## What this task involves
In the forum post on searching for the next different value in a sorted vector, why is std::upper_bound said to be ineffective?
---------- Page excerpt
Since initial question Increasing binary search for mismatch in sorted range contained defects in code and can confuse the readers, here is the updated version of the question.
Is the code below correct and efficiently implemented to solve the following task? Can this code be improved with reuse of other C++ Standard Library algorithms without additional libraries?
Functional specification
Having a very large vector (gigabytes) with sorted repeated values with exponential distribution (like 50% of values occur only once, 25% only two times in a row, 12.5% about 3 times in a row, etc.) provide a function to get iterator to the next value (different than current) in std::vector
.
The algorithm is going to be used with many predicates for the same vector of data.
Performance is key both from perspective CPU loading and memory bandwidth. Actual values in the vector are not integers and comparison is time-consuming operation, so using std::upper_bound is not effective here, since it involves about log2(n) comparisons while the needed element often is very close.
Design
Having requirements on limited data bandwidth and having many predicates for the same data prevents us from pre-calculating offsets to needed positions.
--------------------
---------- Supplied material
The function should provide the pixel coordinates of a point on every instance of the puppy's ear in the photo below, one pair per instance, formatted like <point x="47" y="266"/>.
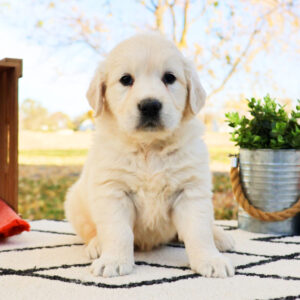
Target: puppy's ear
<point x="196" y="94"/>
<point x="96" y="90"/>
--------------------
## Solution for this task
It involves about log2(n) comparisons, which are time-consuming, while the needed element is often very close.